§ Given task: Turn the records below, from the line containing "Please place a point on the ceiling" through the end of the records, into a Markdown table with two columns, "Row" and "Line". Number each row and skip any blank lines.

§ Entries shown:
□ □ □ □
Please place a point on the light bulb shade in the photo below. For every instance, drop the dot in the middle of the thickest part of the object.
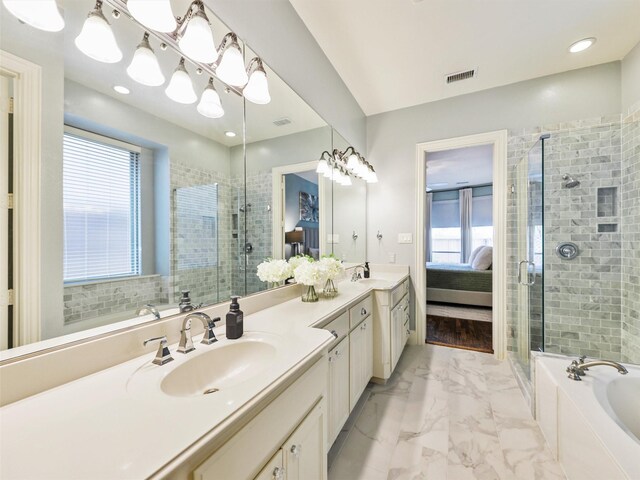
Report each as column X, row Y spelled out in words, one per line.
column 154, row 14
column 197, row 40
column 180, row 88
column 40, row 14
column 96, row 40
column 210, row 105
column 231, row 69
column 144, row 67
column 323, row 166
column 257, row 89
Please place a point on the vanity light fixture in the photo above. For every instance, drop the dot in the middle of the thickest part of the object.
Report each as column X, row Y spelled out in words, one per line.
column 210, row 105
column 180, row 88
column 154, row 14
column 195, row 38
column 257, row 88
column 144, row 67
column 231, row 67
column 40, row 14
column 582, row 45
column 96, row 40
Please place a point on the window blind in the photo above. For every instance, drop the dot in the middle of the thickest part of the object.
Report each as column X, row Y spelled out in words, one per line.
column 101, row 201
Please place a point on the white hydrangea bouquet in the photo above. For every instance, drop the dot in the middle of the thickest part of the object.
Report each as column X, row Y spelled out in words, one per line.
column 274, row 271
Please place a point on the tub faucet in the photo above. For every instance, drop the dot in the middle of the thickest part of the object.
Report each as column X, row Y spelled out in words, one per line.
column 186, row 344
column 578, row 369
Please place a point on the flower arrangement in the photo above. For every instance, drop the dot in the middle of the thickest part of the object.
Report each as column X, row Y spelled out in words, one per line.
column 274, row 271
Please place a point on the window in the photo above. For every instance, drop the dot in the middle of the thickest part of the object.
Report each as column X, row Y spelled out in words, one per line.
column 101, row 201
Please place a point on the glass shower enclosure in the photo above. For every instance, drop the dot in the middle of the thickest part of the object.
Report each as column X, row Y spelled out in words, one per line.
column 529, row 202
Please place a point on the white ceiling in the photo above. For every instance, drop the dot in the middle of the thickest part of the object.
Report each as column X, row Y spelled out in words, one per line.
column 102, row 77
column 460, row 167
column 396, row 53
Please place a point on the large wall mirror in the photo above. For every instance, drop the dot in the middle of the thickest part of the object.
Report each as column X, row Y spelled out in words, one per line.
column 143, row 197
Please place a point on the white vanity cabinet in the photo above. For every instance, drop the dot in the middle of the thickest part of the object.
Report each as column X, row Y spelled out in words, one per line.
column 338, row 389
column 391, row 316
column 360, row 360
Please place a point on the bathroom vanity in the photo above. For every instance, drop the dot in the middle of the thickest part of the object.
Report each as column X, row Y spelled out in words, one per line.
column 267, row 405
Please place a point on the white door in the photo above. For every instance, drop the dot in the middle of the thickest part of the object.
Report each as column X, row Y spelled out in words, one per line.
column 5, row 84
column 305, row 451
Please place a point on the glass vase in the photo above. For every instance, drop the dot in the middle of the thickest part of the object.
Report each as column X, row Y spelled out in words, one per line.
column 330, row 290
column 309, row 293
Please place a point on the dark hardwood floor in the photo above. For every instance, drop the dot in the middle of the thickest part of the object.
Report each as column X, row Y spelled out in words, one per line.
column 459, row 333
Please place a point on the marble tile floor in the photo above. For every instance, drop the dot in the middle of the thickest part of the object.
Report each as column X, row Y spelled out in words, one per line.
column 445, row 414
column 483, row 314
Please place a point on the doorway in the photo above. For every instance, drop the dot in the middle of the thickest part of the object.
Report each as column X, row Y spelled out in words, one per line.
column 495, row 142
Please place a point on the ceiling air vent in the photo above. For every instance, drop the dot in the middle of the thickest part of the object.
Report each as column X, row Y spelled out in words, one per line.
column 459, row 76
column 282, row 122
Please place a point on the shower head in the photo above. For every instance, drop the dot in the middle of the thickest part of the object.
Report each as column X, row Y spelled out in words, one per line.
column 569, row 181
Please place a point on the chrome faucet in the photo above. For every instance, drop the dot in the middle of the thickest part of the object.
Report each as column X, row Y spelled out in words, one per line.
column 579, row 367
column 356, row 276
column 186, row 344
column 148, row 308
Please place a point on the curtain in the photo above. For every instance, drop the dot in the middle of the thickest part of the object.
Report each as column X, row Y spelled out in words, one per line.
column 466, row 195
column 427, row 225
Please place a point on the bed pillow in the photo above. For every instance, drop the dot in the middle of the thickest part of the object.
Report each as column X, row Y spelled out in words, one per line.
□ □ □ □
§ Complete output:
| Row | Line |
|---|---|
| 1 | Please place a point on the ceiling air vent in the photo above. For every instance, drop the dot in the middle of the thickest part of the object. |
| 2 | Report each as column X, row Y spelled out in words, one per line. |
| 3 | column 459, row 76 |
| 4 | column 282, row 122 |
| 5 | Please place a point on the shower head in the photo above. For every instance, drop the dot in the middle of the thickest part of the object. |
| 6 | Report each as column X, row Y spelled out in words, one per line. |
| 7 | column 569, row 181 |
| 8 | Please place a point on the chrome faucet in the photo above. For every instance, drop the dot in the middle of the thickest part of the object. |
| 9 | Report each as column X, row Y spelled out in words, one per line. |
| 10 | column 579, row 367 |
| 11 | column 356, row 276 |
| 12 | column 186, row 344 |
| 13 | column 148, row 308 |
| 14 | Please place a point on the curtain in the photo above. For every instance, drop the dot in the middle of the thickest part of the object. |
| 15 | Report each as column X, row Y spelled out in words, one per line. |
| 16 | column 466, row 195 |
| 17 | column 427, row 225 |
| 18 | Please place a point on the bed pillow in the photo above. For every instance, drop the dot in the middle of the thickest part of the object. |
| 19 | Report each as column X, row Y spelled out in words, one per line. |